Reproduce the records verbatim, from the line with "the window in this UI." up to and including the line with "xmin=266 ymin=208 xmax=311 ymax=242".

'''

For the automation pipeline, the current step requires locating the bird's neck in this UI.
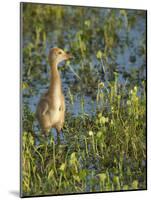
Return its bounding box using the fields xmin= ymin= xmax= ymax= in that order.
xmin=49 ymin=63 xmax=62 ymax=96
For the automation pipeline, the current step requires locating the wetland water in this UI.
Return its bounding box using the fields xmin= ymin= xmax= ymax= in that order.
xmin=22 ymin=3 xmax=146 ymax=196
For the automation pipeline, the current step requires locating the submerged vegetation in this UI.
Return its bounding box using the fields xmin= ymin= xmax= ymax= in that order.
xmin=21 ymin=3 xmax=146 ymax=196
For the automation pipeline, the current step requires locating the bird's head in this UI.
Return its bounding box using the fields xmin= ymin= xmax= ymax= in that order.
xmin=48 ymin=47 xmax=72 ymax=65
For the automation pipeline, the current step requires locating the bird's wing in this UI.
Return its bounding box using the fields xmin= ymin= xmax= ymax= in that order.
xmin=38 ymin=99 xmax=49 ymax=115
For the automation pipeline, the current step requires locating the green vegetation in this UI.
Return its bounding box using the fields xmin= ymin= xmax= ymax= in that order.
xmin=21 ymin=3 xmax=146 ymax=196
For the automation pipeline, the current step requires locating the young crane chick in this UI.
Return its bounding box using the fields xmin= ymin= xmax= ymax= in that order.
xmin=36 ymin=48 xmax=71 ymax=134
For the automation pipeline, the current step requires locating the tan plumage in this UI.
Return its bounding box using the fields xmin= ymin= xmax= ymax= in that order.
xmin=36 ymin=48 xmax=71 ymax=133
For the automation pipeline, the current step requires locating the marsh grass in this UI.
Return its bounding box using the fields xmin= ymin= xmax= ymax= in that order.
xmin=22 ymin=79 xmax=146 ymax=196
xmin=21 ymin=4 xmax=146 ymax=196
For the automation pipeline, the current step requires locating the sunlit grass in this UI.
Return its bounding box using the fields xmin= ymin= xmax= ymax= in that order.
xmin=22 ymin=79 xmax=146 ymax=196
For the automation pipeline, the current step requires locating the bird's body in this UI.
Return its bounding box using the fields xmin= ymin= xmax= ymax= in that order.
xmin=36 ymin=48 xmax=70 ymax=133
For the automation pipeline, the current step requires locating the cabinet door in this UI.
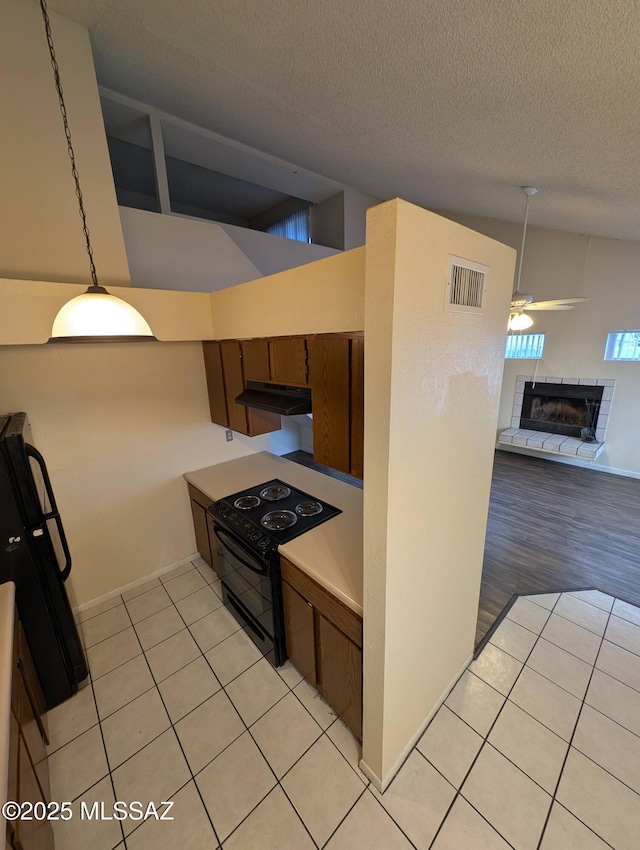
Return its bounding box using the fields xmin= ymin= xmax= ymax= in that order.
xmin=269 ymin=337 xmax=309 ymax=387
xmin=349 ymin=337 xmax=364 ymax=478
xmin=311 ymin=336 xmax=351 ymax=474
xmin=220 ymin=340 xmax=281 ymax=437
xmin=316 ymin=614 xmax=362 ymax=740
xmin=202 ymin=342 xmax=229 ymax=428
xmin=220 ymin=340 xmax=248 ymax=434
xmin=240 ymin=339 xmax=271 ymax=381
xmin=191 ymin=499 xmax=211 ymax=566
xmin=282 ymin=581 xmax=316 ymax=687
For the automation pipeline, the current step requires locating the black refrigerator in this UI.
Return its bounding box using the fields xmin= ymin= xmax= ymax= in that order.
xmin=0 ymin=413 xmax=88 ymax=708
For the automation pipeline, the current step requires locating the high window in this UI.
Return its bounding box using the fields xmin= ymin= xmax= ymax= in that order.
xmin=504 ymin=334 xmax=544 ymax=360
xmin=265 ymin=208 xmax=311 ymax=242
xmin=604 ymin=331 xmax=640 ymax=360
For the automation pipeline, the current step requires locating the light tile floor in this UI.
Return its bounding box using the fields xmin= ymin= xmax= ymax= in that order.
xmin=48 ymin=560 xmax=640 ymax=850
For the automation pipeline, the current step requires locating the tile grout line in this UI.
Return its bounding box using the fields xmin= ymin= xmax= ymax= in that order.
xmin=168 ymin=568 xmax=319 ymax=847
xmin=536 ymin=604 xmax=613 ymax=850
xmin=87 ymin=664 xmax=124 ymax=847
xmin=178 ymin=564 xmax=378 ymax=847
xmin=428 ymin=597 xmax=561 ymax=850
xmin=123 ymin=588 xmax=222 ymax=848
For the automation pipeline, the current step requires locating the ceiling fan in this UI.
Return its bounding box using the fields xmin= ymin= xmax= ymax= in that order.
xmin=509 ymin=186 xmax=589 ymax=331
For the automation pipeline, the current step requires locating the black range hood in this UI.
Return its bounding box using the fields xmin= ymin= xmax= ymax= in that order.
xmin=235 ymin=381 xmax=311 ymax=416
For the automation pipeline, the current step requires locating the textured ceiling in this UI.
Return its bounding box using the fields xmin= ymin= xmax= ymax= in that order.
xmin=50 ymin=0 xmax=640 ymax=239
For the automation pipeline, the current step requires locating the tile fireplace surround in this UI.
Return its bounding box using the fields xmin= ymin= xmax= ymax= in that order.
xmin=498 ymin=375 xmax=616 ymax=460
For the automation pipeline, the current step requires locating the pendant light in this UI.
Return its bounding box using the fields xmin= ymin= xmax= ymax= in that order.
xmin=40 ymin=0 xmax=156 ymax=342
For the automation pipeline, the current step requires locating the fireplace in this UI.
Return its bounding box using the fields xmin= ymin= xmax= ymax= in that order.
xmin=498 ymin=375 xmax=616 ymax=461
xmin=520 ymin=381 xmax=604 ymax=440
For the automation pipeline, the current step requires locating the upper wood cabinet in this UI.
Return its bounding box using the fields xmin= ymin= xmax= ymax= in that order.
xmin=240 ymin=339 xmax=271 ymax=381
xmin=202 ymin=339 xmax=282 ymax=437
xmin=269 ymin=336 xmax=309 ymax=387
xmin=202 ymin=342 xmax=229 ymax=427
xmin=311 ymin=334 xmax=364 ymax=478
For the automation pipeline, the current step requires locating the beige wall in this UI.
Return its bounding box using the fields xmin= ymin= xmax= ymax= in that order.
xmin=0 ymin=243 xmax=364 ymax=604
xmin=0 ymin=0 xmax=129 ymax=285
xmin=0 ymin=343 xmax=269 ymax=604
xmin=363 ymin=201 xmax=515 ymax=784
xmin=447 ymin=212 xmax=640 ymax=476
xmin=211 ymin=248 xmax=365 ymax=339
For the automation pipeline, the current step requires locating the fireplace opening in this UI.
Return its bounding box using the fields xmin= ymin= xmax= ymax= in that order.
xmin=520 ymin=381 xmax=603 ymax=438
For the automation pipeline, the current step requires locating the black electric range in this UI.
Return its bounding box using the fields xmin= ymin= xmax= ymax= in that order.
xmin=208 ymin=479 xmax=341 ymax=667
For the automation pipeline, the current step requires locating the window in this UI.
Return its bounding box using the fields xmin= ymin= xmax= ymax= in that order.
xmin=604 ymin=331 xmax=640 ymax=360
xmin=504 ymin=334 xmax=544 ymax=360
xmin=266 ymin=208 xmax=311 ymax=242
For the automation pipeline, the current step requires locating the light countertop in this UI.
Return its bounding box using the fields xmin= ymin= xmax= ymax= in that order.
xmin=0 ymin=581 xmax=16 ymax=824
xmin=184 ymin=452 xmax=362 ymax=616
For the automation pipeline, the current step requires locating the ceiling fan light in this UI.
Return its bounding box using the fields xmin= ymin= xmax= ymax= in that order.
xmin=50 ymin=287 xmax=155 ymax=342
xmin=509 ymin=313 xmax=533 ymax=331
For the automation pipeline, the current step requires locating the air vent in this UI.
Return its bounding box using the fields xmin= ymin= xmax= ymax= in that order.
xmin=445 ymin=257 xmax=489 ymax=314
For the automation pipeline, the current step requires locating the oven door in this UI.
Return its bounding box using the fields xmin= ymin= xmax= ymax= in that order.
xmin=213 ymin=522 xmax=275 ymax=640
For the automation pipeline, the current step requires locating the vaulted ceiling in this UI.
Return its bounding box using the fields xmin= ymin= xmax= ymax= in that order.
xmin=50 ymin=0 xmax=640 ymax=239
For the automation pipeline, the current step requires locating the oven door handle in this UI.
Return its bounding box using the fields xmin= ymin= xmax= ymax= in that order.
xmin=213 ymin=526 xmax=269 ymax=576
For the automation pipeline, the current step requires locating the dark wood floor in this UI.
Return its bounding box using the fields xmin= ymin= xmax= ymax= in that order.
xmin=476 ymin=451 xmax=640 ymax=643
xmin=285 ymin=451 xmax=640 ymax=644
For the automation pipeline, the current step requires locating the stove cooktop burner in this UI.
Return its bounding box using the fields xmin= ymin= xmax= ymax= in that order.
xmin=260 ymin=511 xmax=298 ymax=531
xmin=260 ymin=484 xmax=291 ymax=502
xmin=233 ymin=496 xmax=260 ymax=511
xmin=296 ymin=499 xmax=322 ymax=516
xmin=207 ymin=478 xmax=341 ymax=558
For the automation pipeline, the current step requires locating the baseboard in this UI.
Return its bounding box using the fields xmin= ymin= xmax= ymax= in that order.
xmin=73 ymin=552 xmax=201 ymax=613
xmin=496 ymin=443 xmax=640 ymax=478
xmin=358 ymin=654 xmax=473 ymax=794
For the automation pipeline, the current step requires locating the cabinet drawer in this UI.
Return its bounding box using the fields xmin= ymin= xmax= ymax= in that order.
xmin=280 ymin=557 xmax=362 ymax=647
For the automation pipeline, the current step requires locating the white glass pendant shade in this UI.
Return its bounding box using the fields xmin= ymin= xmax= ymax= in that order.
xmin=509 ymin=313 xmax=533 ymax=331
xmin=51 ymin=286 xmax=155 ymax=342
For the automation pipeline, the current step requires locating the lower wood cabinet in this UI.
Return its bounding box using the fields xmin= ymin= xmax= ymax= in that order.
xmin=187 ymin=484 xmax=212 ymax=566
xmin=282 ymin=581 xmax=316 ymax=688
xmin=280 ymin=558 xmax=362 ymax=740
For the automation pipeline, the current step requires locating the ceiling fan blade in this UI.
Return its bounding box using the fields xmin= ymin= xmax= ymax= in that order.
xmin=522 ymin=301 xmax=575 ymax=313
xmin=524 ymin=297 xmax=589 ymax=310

'''

» THE RESULT:
For the automation pipeline, the current step requires locating the window in this UI.
Return its bounding box using the fields xmin= ymin= xmax= ymax= in that order.
xmin=604 ymin=331 xmax=640 ymax=360
xmin=504 ymin=334 xmax=544 ymax=360
xmin=266 ymin=208 xmax=311 ymax=242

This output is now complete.